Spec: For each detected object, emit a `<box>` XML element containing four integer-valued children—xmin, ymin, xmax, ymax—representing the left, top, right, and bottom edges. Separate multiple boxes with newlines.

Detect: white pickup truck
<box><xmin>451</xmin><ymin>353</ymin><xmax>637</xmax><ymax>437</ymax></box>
==
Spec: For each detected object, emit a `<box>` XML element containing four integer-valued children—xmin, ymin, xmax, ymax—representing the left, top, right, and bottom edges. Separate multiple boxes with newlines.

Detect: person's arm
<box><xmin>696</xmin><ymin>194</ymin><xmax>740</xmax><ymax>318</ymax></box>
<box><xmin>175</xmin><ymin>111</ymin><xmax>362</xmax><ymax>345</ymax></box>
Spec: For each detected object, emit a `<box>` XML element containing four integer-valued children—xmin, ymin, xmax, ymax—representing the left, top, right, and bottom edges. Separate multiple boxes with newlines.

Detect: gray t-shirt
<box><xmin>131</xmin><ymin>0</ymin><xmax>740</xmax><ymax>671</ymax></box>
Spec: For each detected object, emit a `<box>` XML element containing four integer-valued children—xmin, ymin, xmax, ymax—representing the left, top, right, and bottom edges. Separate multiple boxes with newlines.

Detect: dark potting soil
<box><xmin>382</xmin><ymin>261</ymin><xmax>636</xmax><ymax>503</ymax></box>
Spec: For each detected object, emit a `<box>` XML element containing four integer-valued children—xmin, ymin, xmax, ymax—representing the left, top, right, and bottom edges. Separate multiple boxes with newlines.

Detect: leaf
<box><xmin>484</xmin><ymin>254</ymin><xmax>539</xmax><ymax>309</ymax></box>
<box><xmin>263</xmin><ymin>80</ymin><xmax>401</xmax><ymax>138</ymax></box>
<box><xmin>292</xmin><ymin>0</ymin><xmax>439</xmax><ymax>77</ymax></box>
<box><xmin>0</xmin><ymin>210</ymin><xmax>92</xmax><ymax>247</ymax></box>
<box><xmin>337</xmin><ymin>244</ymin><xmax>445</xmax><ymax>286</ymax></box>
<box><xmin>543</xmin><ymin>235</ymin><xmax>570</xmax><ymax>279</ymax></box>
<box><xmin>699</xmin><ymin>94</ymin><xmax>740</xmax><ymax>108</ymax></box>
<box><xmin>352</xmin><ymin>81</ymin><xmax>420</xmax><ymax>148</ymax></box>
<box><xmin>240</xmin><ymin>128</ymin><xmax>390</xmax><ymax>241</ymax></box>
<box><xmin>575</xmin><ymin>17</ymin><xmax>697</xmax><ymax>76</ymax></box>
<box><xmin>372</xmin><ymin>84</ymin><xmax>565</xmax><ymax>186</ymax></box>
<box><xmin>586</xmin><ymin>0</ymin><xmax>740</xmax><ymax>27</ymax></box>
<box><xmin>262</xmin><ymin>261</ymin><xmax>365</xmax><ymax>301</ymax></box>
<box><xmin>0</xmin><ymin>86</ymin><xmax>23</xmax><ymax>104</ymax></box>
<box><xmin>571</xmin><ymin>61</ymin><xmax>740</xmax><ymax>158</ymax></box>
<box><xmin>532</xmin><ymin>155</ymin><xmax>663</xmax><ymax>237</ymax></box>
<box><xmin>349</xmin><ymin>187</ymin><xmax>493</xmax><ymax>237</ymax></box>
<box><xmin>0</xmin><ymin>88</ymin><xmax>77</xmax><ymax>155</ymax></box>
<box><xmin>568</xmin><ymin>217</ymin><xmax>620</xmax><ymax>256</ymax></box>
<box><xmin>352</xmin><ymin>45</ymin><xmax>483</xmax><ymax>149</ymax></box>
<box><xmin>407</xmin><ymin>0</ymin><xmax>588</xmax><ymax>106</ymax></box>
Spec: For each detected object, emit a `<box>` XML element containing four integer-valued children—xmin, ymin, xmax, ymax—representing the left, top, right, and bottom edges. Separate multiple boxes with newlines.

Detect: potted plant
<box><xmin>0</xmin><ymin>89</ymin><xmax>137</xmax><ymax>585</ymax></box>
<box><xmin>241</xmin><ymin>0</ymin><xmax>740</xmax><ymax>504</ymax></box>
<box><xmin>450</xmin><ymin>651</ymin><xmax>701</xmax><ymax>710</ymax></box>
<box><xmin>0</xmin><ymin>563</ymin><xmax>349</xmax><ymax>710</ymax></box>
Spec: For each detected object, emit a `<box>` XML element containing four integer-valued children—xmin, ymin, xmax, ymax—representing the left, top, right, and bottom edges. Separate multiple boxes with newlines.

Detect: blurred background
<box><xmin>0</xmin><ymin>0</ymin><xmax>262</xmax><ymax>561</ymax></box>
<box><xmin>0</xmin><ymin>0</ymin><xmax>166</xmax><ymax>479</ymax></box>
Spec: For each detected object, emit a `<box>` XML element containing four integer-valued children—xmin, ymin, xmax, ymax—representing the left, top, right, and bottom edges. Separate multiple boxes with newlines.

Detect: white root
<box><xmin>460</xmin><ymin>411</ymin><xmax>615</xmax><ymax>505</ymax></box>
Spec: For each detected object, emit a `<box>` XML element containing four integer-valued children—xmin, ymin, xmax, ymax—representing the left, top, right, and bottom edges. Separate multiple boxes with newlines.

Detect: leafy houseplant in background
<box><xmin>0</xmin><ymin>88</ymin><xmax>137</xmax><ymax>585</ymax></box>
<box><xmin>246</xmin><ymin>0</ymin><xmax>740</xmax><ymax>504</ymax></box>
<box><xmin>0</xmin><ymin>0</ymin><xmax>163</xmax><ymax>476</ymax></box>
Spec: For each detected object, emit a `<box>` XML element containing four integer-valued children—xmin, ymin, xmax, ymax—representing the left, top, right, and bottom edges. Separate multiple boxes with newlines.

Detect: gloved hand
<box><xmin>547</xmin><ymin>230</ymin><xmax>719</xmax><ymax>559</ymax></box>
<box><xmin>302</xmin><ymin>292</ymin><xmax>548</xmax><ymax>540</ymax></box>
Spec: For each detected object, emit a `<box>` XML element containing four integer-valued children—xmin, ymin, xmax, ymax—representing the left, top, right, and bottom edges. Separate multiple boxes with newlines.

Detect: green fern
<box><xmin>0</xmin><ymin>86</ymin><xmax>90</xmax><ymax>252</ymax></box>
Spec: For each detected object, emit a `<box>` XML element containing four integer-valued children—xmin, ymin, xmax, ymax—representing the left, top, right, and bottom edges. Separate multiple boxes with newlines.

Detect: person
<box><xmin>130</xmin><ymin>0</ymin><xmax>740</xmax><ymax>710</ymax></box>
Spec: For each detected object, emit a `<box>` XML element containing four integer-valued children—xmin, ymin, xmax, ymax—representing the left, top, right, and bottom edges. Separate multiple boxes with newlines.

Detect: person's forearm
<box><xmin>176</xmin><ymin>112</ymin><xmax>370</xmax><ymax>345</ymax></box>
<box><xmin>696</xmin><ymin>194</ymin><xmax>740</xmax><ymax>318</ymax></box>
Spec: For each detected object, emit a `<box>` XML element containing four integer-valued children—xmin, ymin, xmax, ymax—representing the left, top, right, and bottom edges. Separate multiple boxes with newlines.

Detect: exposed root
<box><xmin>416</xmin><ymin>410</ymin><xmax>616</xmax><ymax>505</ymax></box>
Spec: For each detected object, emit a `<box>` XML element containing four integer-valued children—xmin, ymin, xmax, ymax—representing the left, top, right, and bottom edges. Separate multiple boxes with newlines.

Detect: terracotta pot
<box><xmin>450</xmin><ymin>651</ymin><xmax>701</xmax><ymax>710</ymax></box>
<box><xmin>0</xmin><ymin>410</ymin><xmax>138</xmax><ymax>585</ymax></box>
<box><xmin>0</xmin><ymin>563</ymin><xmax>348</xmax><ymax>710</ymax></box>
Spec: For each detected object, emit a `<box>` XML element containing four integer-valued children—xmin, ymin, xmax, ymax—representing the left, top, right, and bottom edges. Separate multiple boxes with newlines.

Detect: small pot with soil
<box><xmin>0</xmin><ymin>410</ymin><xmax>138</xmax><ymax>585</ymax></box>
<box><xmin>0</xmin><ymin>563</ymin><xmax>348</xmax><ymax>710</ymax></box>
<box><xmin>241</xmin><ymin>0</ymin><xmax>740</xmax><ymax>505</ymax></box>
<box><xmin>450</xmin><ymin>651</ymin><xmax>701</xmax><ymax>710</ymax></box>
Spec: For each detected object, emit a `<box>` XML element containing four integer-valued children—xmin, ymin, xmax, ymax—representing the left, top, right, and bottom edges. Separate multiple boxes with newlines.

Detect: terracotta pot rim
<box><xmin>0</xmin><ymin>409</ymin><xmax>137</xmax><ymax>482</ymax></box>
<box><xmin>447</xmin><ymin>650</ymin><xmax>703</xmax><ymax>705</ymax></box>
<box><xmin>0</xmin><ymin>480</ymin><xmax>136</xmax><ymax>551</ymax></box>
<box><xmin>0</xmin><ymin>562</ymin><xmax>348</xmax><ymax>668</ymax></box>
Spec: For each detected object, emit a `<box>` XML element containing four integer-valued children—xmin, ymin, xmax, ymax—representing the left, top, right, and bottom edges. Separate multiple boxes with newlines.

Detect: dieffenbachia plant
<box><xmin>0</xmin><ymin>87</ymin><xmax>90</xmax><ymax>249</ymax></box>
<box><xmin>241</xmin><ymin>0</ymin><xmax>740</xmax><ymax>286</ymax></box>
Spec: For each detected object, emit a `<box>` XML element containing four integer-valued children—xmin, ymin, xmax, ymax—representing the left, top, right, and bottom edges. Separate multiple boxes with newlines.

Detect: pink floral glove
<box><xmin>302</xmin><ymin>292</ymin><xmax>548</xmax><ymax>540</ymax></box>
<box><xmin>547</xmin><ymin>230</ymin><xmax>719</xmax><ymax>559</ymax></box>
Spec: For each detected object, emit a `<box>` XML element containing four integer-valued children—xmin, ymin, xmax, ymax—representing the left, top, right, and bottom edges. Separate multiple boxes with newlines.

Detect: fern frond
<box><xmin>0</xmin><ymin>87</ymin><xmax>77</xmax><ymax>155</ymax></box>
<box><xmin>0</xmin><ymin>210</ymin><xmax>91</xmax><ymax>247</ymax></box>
---
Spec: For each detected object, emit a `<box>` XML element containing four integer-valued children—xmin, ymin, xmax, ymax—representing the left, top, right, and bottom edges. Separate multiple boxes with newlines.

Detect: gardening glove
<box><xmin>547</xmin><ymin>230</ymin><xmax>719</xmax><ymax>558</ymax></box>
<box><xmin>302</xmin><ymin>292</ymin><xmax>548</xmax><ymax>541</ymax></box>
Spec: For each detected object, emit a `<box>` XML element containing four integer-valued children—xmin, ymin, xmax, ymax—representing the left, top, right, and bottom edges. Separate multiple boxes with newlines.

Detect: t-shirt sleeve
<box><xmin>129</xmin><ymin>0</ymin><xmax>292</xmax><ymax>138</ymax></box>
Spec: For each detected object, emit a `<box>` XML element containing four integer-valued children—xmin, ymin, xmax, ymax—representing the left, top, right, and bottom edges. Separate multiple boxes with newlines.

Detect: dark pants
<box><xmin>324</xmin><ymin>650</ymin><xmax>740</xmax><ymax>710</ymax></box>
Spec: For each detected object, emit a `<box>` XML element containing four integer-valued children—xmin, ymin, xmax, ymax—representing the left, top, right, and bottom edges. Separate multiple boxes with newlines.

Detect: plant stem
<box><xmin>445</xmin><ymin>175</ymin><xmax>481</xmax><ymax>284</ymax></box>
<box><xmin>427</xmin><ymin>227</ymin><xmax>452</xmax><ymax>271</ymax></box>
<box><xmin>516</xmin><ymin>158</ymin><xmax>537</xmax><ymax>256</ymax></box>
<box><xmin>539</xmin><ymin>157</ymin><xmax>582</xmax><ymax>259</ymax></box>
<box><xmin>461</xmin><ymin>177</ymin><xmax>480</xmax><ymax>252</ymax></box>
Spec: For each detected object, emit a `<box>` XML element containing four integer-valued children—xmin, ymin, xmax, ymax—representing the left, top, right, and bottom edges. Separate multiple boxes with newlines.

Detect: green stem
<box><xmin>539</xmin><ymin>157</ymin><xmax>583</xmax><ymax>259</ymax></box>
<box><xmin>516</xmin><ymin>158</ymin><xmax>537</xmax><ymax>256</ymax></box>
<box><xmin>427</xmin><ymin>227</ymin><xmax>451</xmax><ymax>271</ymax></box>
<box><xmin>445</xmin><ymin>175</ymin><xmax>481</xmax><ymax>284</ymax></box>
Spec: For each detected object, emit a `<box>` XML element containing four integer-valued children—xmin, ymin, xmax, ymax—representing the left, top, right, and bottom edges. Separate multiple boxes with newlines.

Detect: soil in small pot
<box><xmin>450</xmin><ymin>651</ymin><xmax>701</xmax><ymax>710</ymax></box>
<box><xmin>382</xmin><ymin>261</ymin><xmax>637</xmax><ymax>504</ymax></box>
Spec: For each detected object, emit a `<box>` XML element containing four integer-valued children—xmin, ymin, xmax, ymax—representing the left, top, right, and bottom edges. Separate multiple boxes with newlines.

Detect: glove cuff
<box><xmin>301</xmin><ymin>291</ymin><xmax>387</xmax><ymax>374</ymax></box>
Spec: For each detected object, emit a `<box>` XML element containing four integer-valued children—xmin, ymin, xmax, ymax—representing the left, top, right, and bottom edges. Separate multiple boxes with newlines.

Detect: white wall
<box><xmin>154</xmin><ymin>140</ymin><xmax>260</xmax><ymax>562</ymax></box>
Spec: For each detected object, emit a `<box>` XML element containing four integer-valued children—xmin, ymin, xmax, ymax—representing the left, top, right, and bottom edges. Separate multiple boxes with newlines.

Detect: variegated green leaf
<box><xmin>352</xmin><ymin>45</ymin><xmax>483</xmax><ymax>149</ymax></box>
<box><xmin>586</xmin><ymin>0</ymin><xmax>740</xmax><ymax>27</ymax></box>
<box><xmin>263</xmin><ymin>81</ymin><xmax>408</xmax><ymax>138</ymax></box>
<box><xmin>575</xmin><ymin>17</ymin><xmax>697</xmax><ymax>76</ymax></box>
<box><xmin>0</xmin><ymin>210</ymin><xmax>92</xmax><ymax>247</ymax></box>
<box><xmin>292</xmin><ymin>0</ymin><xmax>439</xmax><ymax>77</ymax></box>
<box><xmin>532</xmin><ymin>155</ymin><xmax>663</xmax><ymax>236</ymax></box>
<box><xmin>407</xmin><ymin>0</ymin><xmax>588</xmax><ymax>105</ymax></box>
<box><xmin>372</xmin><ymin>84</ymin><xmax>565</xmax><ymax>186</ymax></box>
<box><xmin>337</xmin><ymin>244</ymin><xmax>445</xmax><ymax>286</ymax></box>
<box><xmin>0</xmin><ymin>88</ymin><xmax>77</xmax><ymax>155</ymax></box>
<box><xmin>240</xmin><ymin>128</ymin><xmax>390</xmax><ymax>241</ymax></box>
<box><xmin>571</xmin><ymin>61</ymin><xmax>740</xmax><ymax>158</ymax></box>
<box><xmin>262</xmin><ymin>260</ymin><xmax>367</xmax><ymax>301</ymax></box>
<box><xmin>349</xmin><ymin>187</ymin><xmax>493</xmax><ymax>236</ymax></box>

• Schriftlicher Auftrag: Ziehen Sie aus den obigen Einträgen jede Zeile heraus, in der das Wort „root“ vorkommt. Groß- und Kleinschreibung sind dabei zu beachten.

• Das Ergebnis:
Detect: white root
Detect: exposed root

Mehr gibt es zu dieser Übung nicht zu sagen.